Meine sehr geehrten Damen und Herren, ich begrüße Sie ganz herzlich zur Eröffnung der Ausstellung über die NEUE GRUPPE: Sie werden sehen, die Gruppe ist nicht ganz neu, aber höchst lebendig, womit ich auch schon in medias res und beim Faktum bin, mit dem ich Sie etwas nervös machen könnte: Eine Gruppe besteht natürlicherweise aus Individuen, zu sehen bekommen Sie heute konkret 62 davon (wenn ich mich nicht verzählt habe). Liebe Leut’: Die Statistik kann grausam sein. Für gewöhnlich kann man die Zuhörer einer Laudatio auf einen Künstler gut und gern 20, 25 Minuten bei Laune halten.

Sie werden mir zugeben, meine Damen und Herren, verdient haben diese Maler, Graphiker und Bildhauer diese Ehrung allemal, also nichts für ungut – macht summa summarum zwischen 1240 und 1550 Minuten, na: viel Vergnügen: bis morgen Abend sind wir auch fertig. Nun sehe ich ein, so komme ich nicht durch. Drehe ich aber den Spieß um und passe die Teilnehmer dieser Bilderschau ins zeitliche Korsett der Verträglichkeit, könnte ich jeder dieser Persönlichkeiten noch 20 Sekunden widmen. Das erinnerte dann, womöglich mit getragenem Unterton vorgetragen, an das Verlesen von Namen ehren- oder gedächtnishalber. Gott bewahre, wie gesagt: Es geht um die Werkschau einer lebendigen Schar von Kunsttreibenden, die sich einem gemeinsamen Ziel verbunden fühlt, das sich allein in der Qualität definieren lässt. Und nun steht dieser Eröffnungsredner vor Ihnen und quatscht rum. Dabei fließt die kostbare Zeit dahin. Andrerseits: Den Verlautbarungen der Zunft nach zählt die NEUE GRUPPE zur Zeit knapp 100 Mitglieder, nimmt man die sogenannten Ehemaligen hinzu, die Sie im Flyer nachzählen können, vervielfacht sich die Namensparade zur kleinen Kunstgeschichte der Moderne. Sie werden angesichts der zu erwartenden Redezeit nun vielleicht denken: Ist das jetzt ein Segen oder eine Drohung, doch keine Sorge: am heiligen Sonntag will ich keinen Stress machen, weshalb ich mir die Zeit nehme und noch einmal von vorn beginne, nicht ohne mich bei Frau Kächele vom hiesigen Kulturverein Zehntscheuer e.V. für die Einladung zu bedanken, heute hier sprechen zu dürfen. Und verzeihen Sie mir, wenn ich den zeitlichen Rahmen von 25 Minuten geringfügig überziehe, sehr frei nach dem Motto: Stunden später...

→ AUFGABE 1: Suchen Sie in den nachfolgenden Einträgen jede Zeile, die die Zeichenfolge „pavement“ enthält, und geben Sie diese Zeilen vollständig wieder. Dabei ist die Groß- und Kleinschreibung zu beachten.
Die Eröffnungsrede und die Einträge sind voneinander unabhängiges Material.

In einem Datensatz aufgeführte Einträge
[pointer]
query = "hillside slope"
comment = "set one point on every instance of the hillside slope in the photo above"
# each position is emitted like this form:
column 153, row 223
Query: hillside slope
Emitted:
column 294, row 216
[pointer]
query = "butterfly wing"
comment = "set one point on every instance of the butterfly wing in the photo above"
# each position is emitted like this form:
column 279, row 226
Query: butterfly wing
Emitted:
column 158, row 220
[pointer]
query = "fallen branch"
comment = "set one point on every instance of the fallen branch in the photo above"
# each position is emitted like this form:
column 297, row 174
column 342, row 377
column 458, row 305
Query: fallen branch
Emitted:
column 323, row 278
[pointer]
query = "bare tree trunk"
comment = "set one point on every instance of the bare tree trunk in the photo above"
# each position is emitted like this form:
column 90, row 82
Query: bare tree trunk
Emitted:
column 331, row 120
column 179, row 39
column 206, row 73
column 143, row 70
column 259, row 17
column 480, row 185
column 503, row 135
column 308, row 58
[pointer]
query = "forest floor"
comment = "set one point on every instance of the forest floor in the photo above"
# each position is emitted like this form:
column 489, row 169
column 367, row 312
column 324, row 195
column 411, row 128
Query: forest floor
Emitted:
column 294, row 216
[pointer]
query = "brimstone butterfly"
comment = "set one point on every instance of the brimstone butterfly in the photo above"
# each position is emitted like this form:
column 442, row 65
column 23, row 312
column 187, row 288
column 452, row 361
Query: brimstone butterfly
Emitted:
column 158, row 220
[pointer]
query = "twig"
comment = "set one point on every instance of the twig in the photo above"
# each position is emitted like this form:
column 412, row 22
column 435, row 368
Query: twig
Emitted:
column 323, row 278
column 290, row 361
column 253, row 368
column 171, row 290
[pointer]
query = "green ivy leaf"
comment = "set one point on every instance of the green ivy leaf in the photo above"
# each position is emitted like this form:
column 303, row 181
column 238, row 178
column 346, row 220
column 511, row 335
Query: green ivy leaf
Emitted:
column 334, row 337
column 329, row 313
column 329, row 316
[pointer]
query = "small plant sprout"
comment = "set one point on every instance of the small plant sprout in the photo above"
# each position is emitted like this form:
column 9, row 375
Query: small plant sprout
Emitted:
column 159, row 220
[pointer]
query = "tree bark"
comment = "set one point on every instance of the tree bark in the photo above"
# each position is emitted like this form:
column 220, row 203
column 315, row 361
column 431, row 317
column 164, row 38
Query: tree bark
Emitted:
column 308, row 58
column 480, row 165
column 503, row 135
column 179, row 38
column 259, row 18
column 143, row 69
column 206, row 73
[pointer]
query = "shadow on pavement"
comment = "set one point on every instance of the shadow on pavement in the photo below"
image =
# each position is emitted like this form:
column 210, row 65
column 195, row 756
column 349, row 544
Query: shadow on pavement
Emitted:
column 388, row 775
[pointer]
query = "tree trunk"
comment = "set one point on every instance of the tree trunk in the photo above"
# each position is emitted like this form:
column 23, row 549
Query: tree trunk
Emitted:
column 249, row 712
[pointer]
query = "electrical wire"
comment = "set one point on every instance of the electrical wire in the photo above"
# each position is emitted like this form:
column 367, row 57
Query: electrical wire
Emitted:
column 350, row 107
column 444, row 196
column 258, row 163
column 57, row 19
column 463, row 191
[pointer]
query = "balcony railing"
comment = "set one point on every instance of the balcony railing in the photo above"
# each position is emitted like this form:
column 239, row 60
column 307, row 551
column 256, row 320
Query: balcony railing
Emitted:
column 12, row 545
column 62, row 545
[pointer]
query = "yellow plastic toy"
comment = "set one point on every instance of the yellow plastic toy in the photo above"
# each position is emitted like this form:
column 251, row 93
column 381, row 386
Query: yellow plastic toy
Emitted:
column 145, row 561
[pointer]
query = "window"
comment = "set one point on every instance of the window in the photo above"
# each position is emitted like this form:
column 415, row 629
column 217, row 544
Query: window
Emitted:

→ AUFGABE 2: Führen Sie die obige Eröffnungsrede zur Ausstellung der NEUEN GRUPPE im Anschluss an ihren letzten Satz fort.

→ ERGEBNIS 1:
query = "shadow on pavement"
comment = "set one point on every instance of the shadow on pavement in the photo below"
Query: shadow on pavement

→ ERGEBNIS 2:
Liebe Künstlerinnen und Künstler, die anwesenden wie die abwesenden, die uns mit ihrem Beitrag eine volle Zehntscheuer bescheren, spekulativ auch Sie, geneigte Künstlerkollegen, die heute da sind, obwohl hier keine Arbeiten von ihnen ausgestellt sind, ich grüße Sie von Herzen. Seien Sie mir nicht gram, wenn ich Sie salopp als Gruppe anspreche. Ich will mich bemühen, den einen oder anderen Namen in die Runde zu werfen, stellvertretend für die Werkliste, die ich Ihnen, meine Damen und Herren, zur gründlichen Nachlektüre empfehle, vor allem auch wegen der Preisangaben – vergessen Sie nicht: Weihnachten naht, auch wenn Sie vor kurzem noch mit der Badehose auf dem Balkon sitzen konnten, seit vorgestern wissen wir – es geht auch kälter. Und Sie wissen auch, Aktien sind nicht mehr das, was sie einmal waren. Die Kunst, die Sie hier zu sehen bekommen, hält immer, was sie verspricht. Man sollte Kunst über den ästhetischen Genuss hinaus auch als Wertanlage betrachten. Wie Sie den Informationen der Einladung entnehmen können und worauf bereits Günther Burkart, der Schriftführer dieses Kulturvereins, hingewiesen hat, geht es um eine Art Wanderausstellung, die seit 2005 durch das Land tingelt. Glauben Sie aber nicht, sie würden diese Bilderkarawane ausdünnen, wenn sie zugreifen sollten – der Nachschub ist, so denke ich, gesichert. Und wann hat man schon die wundervolle Qual der Wahl, unter rund 60 Positionen der Kunst seinen Favoriten herauszufinden?

Diese Ausstellung ist mit »NEUE GRUPPE« überschrieben, ein Titel, der nach einer Erklärung verlangt, liest man zudem im leicht irritierenden Untertitel »Haus der Kunst München unterwegs«. Wir haben gehört, dass die Gruppe auf das Jahr 1946 zurückgeht, zudem aber auch eine Vorgeschichte hat, die ins 19. Jahrhundert zurückführt. Bereits 1891 kam es anlässlich der Internationalen Jahresausstellung der Künstlergenossenschaft zu einer Auseinandersetzung mit fortschrittlich gesinnten Künstlern, die sich 1892 als Münchner Secession abspalteten – die Wiener und Berliner Secessionen werden später diesem Beispiel folgen. Die Devise lautete: »Wir wollen wahre Kunst von jeder Richtung pflegen.« Ein Jahr später trennte sich eine weitere Gruppe ab, die statuten- und juryfreie, sogenannte »Freie Vereinigung«, die die modernsten Stilrichtungen anlockte. Die zeitgenössische Kritik schrie wie üblich auf, aber es war auch zu lesen, die Ausstellungen seien »verblüffend harmonisch, innerlich reich an künstlerischer Offenbarung«, man glaubte gar »ein Orchester zu vernehmen, in dem lauter Solisten mitwirkten«.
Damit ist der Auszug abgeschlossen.